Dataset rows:
START

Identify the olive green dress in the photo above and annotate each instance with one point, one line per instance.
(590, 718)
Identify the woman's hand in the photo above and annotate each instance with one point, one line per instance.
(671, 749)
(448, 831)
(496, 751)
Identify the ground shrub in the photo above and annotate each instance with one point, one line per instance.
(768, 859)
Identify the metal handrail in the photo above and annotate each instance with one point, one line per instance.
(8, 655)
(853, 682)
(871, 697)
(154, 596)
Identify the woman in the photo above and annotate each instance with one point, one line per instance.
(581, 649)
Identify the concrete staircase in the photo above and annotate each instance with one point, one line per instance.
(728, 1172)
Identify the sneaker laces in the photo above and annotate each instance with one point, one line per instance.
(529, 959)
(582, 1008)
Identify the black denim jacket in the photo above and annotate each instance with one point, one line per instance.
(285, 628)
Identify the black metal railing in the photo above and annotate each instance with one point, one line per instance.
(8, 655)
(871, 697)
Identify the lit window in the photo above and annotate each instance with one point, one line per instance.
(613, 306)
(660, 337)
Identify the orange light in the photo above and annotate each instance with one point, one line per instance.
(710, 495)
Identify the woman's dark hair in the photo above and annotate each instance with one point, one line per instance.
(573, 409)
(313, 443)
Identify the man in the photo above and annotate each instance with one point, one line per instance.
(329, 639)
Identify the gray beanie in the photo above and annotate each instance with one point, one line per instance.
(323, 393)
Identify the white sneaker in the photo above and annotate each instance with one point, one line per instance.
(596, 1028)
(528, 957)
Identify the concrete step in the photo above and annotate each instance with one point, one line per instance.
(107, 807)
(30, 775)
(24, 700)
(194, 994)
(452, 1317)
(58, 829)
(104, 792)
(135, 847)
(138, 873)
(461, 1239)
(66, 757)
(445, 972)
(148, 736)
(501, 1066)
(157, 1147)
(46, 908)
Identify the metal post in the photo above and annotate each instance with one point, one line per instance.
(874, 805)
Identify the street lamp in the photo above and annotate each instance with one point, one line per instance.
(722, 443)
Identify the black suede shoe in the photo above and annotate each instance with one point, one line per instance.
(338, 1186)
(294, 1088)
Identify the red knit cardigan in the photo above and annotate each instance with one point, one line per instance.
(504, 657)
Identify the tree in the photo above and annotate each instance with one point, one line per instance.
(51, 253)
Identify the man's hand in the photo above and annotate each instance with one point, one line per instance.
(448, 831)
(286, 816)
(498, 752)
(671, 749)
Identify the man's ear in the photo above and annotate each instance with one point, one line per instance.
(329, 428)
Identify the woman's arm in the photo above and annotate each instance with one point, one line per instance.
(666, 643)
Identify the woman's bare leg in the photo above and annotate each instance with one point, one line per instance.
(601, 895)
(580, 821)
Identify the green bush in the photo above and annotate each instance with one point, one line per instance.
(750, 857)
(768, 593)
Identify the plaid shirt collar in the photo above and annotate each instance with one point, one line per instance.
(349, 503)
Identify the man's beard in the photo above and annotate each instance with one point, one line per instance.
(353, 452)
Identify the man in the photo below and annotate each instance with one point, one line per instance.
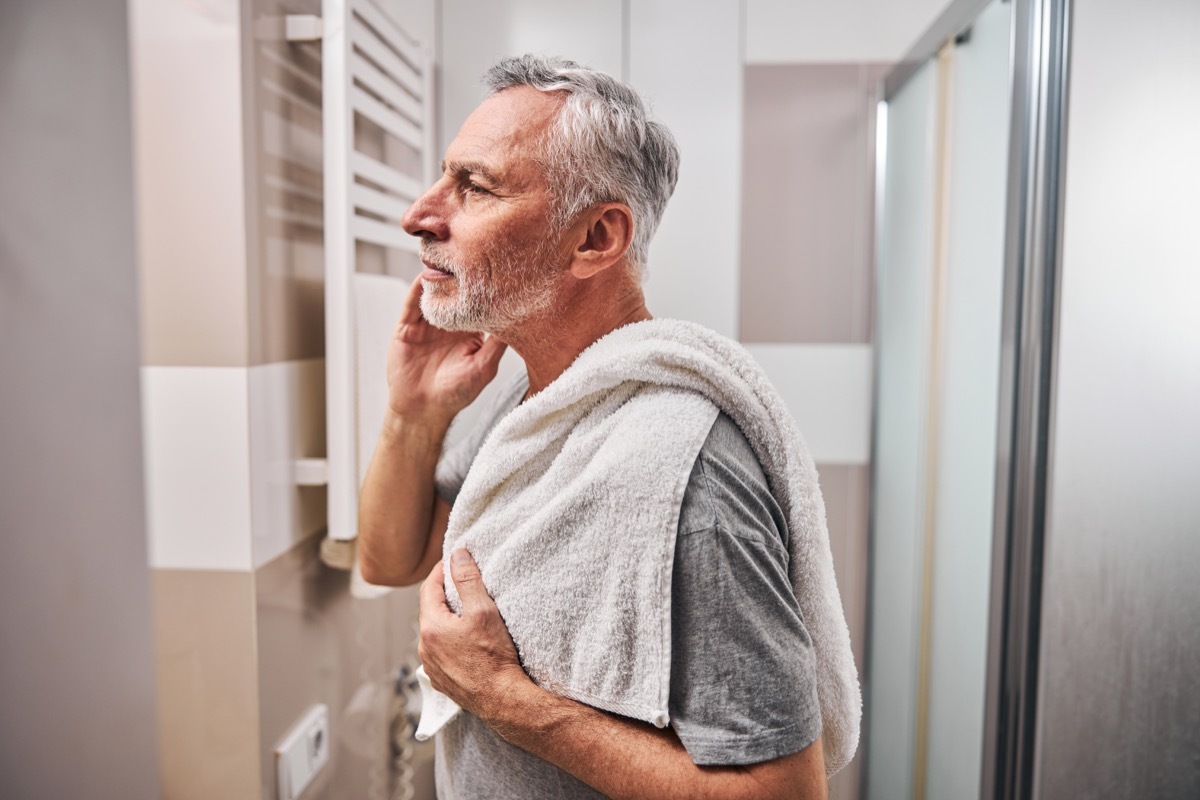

END

• _STATED PROBLEM_: Starting at the first line and ending at the line containing "(582, 1008)", rewrite these lines in full, requests included. Multiply every coordinate in the answer points by 1.55 and round each result to a whole number, with halves rounded up.

• _COMPLETE ANSWER_:
Identify the olive green dress in the photo above and annotate each instance with one point, one line per instance.
(915, 1113)
Identify the woman's hand in the photo above and annotate each instance with one point, one line per instance.
(1040, 1161)
(694, 1288)
(769, 1164)
Identify the ground shrub in the photo above and annotate each instance with one point, one line per instance.
(1190, 1331)
Identify the metal handrail in the photo above and annotate each instance with one point, one line per instance.
(12, 1015)
(1322, 1057)
(1350, 1080)
(239, 924)
Identify the woman in the photo above and annotate each instance with one point, one line per instance.
(901, 1006)
Identify the concrete staircase in the photo above and annotate each instance with one point, one line per instance.
(1128, 1817)
Identify the sneaker laces in the photo above and annotate each instance with one point, one line per instance.
(820, 1486)
(902, 1562)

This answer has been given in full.